| EXERCISE OBJECTIVE |
Print each record below word for word.

____________

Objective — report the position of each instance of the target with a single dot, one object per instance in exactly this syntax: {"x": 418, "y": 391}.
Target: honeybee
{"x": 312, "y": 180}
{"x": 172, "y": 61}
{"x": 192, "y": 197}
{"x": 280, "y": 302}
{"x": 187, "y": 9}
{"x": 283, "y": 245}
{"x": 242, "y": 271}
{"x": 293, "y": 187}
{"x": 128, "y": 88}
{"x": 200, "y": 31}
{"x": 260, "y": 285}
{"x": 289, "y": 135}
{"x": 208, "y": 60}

____________

| SOLUTION TO THE PROBLEM |
Objective — report the position of each instance of the target with a single dot, one object per instance in exactly this syntax: {"x": 418, "y": 391}.
Target: honeybee
{"x": 312, "y": 180}
{"x": 172, "y": 61}
{"x": 192, "y": 197}
{"x": 280, "y": 302}
{"x": 187, "y": 9}
{"x": 283, "y": 245}
{"x": 242, "y": 271}
{"x": 293, "y": 187}
{"x": 128, "y": 88}
{"x": 200, "y": 31}
{"x": 260, "y": 285}
{"x": 289, "y": 135}
{"x": 208, "y": 60}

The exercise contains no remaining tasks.